**Artikel**
==============================
“I want my life back.”
Bercerita tentang tokoh
yang punya karir musik gemilang namun memiliki masa kelam bersama obat-obat
terlarang bukan sebuah pekerjaan yang mudah, potensi terburuknya tidak hanya
sekedar berakhir klise saja namun juga monoton bahkan terasa ofensif terhadap
tokoh nyata. Born to Be Blue tidak
berakhir seperti itu, ini berhasil menjadi sebuah kisah tentang kehidupan
musisi yang menyedihkan namun berusaha menggunakan sisi kelam tadi untuk
menjadi sebuah inspirasi yang terasa segar. Oh, jika Oscars tahun depan ingin
“merayakan” kualitas akting di kategori pemeran pria, maka mereka harus
mempertimbangkan Ethan Hawke di film ini.
Di tahun 1966, Chet Baker (Ethan Hawke) menerima
kunjungan dari seorang sutradara ketika masih berada di penjara yang
berniat untuk membuat film tentang hidupnya, terutama masa awal di mana Baker
mencoba narkoba. Beberapa bulan kemudian proses syuting dilakukan di Los Angeles di mana Baker mengajak
pacarnya Jane (Carmen Ejogo) untuk
ikut tampil dalam film tersebut. Namun suatu ketika di saat sedang kencan Baker
diserang oleh orang tak dikenal yang mengakibat kerusakan pada gigi bagian
depannya. Otot bibir Baker cedera dan ia terancam tidak bisa lagi bermain terompet
di atas kelas pemula.
Menyandang status
sebagai sebuah semi-biografi ternyata tidak menghalangi Born to Be Blue untuk mencapai apa yang diimpikan oleh semua film
biografi. Memang terdapat beberapa sentuhan fiksi di dalam cerita yang jujur
saja jika kamu (termasuk saya) tidak begitu “mengenal” Chet Baker maka akan sulit untuk mengidentifikasi namun di tangan Robert Budreau film ini justru berhasil
membuat penonton tertarik kepada karakter utama lengkap dengan rasa
simpati pada perjuangan yang ia hadapi. Fokus utama film ini oke sehingga
begitu mudah pula untuk cepat mengagumi karakter Chet Baker walaupun ia punya kisah kelam. Pesona Born to Be Blue
tidak pernah terasa dipaksakan, sejak awal ia seperti memilih untuk memberi
sedikit pemanis yang menghasilkan sensitifitas dan sisi maskulin yang menarik.
Niat film ini
sebenarnya tidak sederhana, ada upaya untuk menggabungkan antara musik, drama,
dan sedikit romance, tapi semua berakhir padu. Ya kasarnya film ini berhasil
melakukan apa yang I Saw the Light
gagal lakukan, ia berhasil menciptakan kerumitan dengan obsesi yang menarik
diamati dan dirasakan buat penontonnya. Born to Be Blue punya proses yang menarik sehingga perjuangan
karakter tidak campur aduk dan juga tidak monoton, Robert Budreau memberi kita
sebuah kronologi tapi ia juga tidak lupa memoles pesona karakter bersama dengan
pesona dari konflik di cerita. Born to Be
Blue menarik kamu untuk merasakan alasan untuk mengagumi Chet Baker sehingga perjuangan yang ia
lakukan menarik karena penonton berada di misi yang sama dengan cerita, bahwa Chet Baker merupakan seorang berbakat
yang layak untuk bahagia.
==============================
**Data yang Diberikan**
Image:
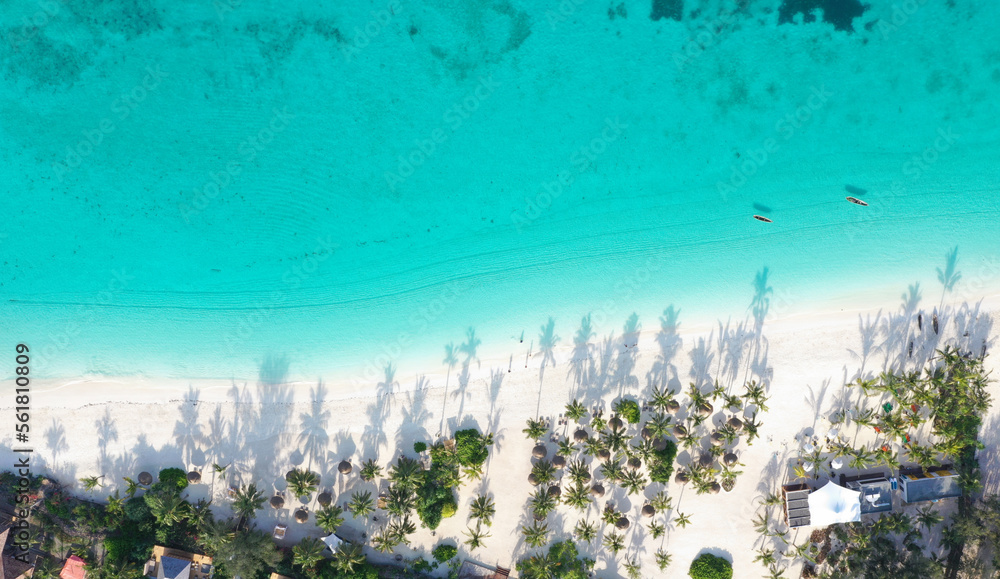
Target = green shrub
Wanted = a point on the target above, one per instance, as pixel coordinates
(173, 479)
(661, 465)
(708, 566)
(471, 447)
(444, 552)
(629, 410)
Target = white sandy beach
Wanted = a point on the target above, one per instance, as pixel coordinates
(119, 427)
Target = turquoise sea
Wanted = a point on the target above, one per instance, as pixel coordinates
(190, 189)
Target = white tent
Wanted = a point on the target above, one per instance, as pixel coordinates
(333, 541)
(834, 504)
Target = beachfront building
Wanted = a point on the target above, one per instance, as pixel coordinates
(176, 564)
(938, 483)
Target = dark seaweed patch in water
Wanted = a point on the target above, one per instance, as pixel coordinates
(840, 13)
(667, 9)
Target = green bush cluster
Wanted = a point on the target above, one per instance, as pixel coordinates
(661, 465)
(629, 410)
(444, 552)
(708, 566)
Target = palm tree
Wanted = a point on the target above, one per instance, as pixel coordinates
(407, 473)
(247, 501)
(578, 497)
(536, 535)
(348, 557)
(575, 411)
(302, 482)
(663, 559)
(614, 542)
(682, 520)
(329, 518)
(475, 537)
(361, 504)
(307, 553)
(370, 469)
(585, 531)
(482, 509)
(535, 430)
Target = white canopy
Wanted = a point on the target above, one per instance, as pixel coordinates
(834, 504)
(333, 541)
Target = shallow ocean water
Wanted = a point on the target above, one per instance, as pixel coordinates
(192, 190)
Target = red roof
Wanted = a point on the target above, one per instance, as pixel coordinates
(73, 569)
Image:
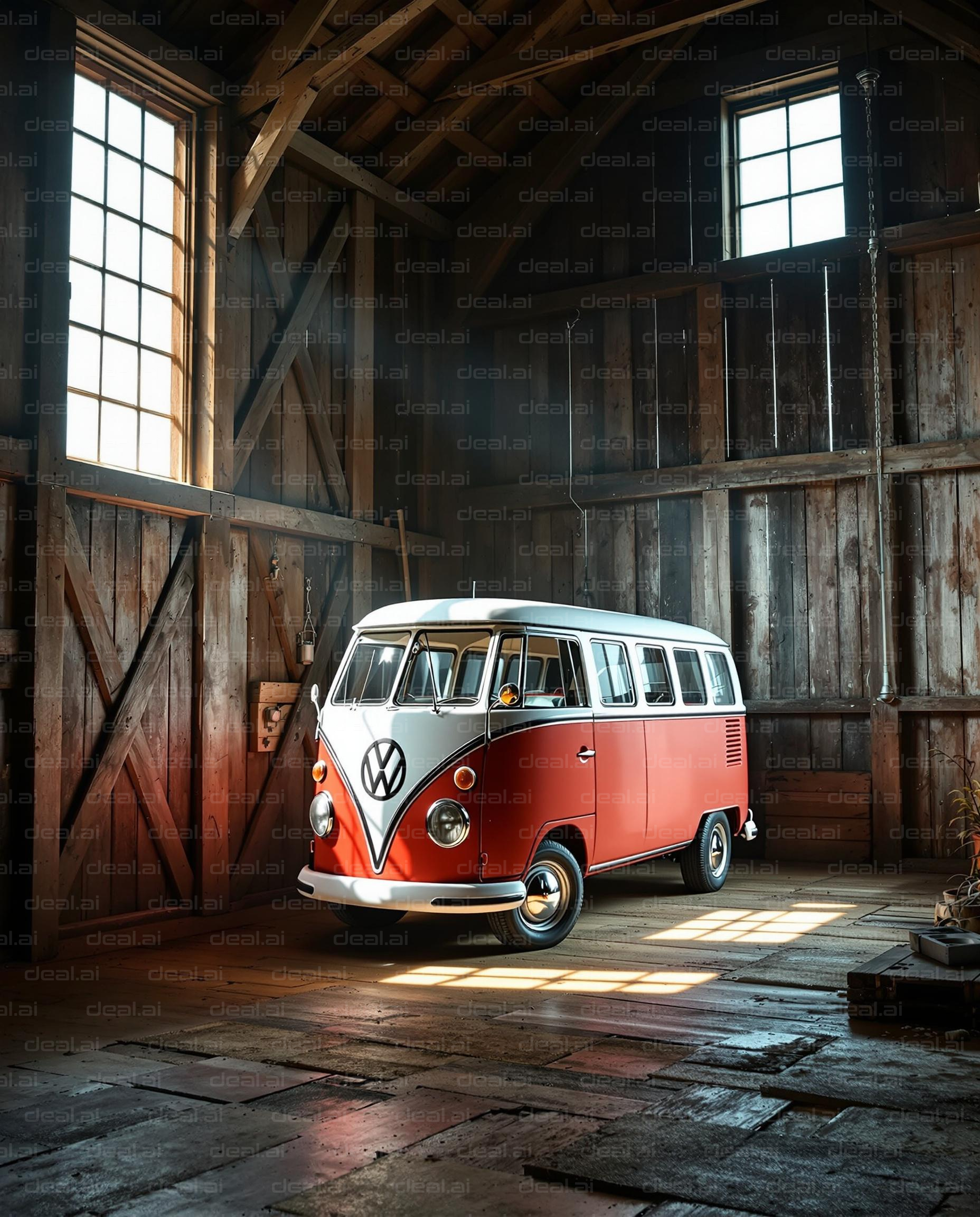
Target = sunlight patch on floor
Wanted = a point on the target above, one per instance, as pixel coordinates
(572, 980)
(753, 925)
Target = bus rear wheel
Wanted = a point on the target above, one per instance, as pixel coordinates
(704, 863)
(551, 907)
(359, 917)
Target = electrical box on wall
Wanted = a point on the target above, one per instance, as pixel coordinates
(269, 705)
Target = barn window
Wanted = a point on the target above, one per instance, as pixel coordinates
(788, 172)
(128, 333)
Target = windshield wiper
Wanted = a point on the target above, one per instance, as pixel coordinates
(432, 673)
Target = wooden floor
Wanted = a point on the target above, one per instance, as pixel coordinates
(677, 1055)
==============================
**Tugas Tertulis**
(1) Ganti "film" dengan "karya" dalam ulasan Born to Be Blue, dari "Menyandang status" sampai "maskulin yang menarik.", lalu tuliskan kembali bagian itu.
(2) Lanjutkan ulasan film Born to Be Blue setelah kalimat terakhirnya.

**Jawaban Latihan**
(1)
Menyandang status
sebagai sebuah semi-biografi ternyata tidak menghalangi Born to Be Blue untuk mencapai apa yang diimpikan oleh semua karya
biografi. Memang terdapat beberapa sentuhan fiksi di dalam cerita yang jujur
saja jika kamu (termasuk saya) tidak begitu “mengenal” Chet Baker maka akan sulit untuk mengidentifikasi namun di tangan Robert Budreau karya ini justru berhasil
membuat penonton tertarik kepada karakter utama lengkap dengan rasa
simpati pada perjuangan yang ia hadapi. Fokus utama karya ini oke sehingga
begitu mudah pula untuk cepat mengagumi karakter Chet Baker walaupun ia punya kisah kelam. Pesona Born to Be Blue
tidak pernah terasa dipaksakan, sejak awal ia seperti memilih untuk memberi
sedikit pemanis yang menghasilkan sensitifitas dan sisi maskulin yang menarik.

(2)
Struktur cerita Born to
Be Blue juga menarik. Formula yang dipakai klise, standar film biografi, dari
segi naskah juga sebenarnya tidak ada yang special sejak sinopsis walaupun tidak sepenuhnya pula terasa tumpul. Lalu apa
alasan mengapa Born to Be Blue berhasil
tampil sebagai sebuah biografi yang menarik? Ini membuat penonton merasakan apa
yang Chet Baker rasakan, tidak peduli
apakah mereka pernah atau tidak mengalami apa yang pernah Baker alami.
Alih-alih menjadi sebuah drama biografi yang
niatnya hanya ingin “bercerita” tentang sisi tragis dari kehidupan sang artis Born to Be Blue menggunakan pendekatan
di mana penonton seolah berada di samping Chet
Baker, memberikan koneksi yang punya sensitifitas begitu asyik sehingga
konteks perjuangan Baker terus tumbuh menjadi semakin menarik.
Dan kesuksesan itu
tercapai bukan hanya berkat kemampuan Robert
Budreau mengolah cerita, kemampuan visual dan soundtrack jazz untuk menciptakan feel yang menarik, namun juga
berkat kinerja akting yang mampu menampilkan proses penuh catatan tragis
menjadi sebuah perjuangan yang menarik dan mempesona. Ethan Hawke begitu bersinar sebagai Chet Baker. Oscar-worthy?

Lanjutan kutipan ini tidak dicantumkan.